▸ Problem details: Rewrite the stretch of the material below, from the line containing "of the cloud" through the line containing "x=1172 y=853", as a numbered list, dropping any blank lines.

▸ Material provided:
= = = =

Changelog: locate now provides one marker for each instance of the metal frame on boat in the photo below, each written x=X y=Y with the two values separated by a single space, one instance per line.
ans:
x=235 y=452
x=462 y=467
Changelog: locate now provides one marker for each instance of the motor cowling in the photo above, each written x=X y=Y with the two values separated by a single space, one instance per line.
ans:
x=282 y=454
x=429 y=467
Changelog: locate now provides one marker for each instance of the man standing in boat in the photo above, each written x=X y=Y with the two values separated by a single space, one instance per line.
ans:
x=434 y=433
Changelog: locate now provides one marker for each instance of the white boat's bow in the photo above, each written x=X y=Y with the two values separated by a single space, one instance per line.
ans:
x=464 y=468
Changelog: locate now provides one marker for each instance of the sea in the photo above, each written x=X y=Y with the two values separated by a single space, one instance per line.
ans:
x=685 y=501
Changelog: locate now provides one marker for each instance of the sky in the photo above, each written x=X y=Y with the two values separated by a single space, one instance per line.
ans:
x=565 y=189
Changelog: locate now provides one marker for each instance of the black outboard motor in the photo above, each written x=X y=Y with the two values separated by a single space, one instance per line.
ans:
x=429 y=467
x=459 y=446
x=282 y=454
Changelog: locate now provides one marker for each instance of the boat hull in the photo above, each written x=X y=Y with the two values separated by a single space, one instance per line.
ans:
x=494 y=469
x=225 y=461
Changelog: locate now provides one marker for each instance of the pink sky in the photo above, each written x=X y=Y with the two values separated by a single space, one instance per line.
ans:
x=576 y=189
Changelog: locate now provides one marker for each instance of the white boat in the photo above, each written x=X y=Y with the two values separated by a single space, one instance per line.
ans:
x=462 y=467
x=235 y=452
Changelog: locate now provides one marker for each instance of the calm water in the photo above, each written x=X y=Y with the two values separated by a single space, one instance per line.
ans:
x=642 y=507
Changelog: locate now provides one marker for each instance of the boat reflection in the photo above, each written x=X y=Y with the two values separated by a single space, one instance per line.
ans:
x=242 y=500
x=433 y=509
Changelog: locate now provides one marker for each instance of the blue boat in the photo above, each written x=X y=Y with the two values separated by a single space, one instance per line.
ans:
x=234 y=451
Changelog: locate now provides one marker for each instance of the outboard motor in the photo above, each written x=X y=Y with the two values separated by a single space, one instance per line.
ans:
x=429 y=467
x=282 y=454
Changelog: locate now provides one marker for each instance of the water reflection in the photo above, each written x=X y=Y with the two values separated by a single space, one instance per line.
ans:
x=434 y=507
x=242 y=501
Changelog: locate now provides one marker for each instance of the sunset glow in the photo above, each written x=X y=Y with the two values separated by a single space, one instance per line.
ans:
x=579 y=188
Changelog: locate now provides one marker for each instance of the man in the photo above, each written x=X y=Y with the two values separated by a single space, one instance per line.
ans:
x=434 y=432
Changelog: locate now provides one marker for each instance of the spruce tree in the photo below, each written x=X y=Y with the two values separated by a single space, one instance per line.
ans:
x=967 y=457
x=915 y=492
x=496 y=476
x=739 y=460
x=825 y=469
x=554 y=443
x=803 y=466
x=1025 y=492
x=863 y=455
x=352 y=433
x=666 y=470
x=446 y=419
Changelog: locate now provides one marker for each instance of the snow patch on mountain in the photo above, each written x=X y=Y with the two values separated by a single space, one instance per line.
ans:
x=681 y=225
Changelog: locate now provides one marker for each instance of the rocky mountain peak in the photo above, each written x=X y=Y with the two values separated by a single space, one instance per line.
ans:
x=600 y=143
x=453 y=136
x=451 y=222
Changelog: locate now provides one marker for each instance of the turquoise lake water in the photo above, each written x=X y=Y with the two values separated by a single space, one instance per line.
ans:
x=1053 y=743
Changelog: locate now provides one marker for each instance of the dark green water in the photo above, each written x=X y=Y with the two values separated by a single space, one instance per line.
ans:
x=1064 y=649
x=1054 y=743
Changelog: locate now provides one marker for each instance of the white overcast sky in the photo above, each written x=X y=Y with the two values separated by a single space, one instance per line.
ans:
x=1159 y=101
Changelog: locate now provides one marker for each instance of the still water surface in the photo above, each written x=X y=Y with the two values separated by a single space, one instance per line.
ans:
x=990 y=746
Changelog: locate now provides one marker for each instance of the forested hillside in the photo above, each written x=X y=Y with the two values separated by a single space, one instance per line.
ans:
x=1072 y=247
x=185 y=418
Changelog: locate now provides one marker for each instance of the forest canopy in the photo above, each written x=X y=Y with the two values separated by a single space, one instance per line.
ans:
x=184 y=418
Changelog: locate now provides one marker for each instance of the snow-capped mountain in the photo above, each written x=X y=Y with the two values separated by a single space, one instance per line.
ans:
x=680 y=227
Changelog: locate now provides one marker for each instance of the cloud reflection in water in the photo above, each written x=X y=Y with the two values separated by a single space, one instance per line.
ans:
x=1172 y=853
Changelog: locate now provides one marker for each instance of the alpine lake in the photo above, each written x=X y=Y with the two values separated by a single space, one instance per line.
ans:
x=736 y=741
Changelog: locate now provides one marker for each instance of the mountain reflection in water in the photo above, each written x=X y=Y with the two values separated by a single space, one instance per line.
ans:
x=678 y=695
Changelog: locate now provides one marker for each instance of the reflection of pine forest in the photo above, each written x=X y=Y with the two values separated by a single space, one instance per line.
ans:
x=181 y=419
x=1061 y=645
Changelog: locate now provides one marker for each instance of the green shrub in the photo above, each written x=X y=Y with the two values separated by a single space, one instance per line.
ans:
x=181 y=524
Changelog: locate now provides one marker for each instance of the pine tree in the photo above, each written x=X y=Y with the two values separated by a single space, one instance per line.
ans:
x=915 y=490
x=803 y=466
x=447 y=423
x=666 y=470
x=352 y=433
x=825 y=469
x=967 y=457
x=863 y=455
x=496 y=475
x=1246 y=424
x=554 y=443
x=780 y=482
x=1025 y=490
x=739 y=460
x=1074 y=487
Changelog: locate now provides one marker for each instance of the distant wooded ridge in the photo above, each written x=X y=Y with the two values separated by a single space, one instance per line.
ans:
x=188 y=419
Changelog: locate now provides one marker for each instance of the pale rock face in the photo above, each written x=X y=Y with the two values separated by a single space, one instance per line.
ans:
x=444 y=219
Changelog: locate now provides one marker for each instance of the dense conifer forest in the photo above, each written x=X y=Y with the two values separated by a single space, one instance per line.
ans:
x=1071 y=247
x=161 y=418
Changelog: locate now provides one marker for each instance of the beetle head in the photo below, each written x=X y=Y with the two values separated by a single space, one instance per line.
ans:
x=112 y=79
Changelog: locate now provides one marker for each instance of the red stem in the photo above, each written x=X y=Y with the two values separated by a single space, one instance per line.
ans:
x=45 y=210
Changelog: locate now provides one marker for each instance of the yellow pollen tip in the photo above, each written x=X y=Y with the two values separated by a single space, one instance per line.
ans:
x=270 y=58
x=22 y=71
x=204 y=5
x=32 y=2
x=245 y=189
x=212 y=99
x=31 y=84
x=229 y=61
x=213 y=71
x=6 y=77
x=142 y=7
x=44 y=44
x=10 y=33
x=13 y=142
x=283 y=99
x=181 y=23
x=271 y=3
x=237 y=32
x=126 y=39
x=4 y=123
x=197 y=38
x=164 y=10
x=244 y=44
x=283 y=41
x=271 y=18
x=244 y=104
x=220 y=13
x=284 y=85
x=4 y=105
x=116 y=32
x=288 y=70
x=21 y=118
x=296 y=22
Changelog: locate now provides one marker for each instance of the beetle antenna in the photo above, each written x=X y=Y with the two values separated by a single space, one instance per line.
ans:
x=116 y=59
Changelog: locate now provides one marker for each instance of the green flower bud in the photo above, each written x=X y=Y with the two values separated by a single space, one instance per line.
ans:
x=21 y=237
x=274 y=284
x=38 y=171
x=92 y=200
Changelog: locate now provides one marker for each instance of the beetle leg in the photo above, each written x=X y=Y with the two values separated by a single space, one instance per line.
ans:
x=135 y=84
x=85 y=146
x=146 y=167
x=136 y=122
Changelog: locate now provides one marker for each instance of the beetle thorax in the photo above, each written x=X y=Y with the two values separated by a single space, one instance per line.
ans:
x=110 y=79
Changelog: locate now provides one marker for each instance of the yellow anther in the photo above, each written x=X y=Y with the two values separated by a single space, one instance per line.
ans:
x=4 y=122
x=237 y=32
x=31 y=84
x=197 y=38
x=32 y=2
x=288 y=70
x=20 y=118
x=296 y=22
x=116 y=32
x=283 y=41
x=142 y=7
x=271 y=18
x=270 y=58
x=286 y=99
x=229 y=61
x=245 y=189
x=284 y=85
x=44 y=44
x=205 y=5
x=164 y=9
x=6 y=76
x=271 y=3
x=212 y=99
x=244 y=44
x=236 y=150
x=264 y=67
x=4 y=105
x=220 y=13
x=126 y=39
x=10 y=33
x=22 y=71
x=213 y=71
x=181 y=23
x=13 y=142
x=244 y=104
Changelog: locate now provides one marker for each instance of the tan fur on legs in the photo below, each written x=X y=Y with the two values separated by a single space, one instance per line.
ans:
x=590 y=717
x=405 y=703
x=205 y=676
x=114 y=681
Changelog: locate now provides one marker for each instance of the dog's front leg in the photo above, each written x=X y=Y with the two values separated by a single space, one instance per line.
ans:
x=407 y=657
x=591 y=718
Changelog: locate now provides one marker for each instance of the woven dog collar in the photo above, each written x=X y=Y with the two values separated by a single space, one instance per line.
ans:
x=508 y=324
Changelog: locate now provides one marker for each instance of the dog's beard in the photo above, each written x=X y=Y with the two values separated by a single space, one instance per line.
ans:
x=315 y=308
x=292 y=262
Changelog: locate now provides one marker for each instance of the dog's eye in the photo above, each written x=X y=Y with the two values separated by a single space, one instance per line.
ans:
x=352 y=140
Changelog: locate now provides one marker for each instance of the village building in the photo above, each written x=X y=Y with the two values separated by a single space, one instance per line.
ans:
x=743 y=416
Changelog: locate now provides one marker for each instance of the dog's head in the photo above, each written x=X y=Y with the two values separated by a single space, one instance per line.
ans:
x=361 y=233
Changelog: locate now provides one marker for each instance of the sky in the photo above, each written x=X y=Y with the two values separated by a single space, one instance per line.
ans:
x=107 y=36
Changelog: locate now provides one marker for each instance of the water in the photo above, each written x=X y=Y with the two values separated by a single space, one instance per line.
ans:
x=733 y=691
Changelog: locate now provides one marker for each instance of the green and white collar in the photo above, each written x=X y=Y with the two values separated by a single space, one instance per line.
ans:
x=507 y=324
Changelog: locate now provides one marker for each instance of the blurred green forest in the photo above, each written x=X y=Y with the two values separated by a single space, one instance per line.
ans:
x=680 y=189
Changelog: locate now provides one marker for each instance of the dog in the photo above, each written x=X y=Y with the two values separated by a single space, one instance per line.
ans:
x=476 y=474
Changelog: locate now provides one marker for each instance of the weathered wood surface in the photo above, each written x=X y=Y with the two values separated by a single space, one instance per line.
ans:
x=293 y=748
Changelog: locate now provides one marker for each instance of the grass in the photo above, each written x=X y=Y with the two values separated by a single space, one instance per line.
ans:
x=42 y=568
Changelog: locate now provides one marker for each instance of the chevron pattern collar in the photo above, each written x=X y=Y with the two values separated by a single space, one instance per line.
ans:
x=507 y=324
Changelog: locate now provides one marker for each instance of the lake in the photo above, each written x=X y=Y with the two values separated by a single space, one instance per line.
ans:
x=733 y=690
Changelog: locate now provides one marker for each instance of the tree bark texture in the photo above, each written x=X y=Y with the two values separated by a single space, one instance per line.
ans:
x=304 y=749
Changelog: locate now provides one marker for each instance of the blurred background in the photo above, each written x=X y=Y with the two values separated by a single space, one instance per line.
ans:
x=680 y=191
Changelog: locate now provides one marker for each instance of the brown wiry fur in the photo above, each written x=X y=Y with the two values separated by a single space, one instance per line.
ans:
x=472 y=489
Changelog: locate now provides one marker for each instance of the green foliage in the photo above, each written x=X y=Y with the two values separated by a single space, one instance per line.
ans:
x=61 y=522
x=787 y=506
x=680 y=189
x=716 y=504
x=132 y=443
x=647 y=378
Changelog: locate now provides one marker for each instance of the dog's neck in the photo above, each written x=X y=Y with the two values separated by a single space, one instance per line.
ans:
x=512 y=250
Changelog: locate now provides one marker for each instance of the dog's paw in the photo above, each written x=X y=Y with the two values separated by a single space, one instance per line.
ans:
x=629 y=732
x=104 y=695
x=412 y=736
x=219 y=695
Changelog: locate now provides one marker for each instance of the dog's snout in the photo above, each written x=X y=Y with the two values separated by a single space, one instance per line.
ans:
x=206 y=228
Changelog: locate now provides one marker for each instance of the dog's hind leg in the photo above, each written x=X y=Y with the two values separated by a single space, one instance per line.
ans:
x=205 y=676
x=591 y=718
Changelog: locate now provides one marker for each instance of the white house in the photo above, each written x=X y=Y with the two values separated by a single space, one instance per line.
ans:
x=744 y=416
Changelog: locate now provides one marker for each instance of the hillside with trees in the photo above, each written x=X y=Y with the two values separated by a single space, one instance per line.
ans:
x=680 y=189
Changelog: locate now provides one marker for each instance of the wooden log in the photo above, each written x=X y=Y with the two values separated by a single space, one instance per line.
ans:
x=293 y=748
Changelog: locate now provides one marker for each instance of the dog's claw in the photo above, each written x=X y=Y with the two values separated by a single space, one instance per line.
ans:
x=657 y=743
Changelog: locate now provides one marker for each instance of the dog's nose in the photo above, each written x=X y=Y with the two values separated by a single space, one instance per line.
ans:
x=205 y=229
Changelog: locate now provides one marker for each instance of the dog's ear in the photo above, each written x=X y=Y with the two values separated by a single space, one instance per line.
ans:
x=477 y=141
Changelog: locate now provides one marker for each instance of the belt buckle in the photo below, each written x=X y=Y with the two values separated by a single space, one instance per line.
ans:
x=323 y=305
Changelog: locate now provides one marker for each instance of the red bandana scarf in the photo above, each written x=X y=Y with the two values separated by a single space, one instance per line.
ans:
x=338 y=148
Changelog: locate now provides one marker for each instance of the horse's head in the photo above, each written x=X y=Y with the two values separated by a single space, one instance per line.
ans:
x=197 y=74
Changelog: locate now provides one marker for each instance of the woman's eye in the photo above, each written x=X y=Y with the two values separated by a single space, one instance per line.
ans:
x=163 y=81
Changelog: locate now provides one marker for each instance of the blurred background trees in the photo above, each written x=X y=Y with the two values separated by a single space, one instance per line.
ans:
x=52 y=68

= = = =

▸ Exercise answer:
1. Changelog: locate now provides one marker for each instance of the cloud reflection in water in the photo above, each written x=X y=Y with the two values separated by a single space, one instance per line.
2. ans:
3. x=1172 y=853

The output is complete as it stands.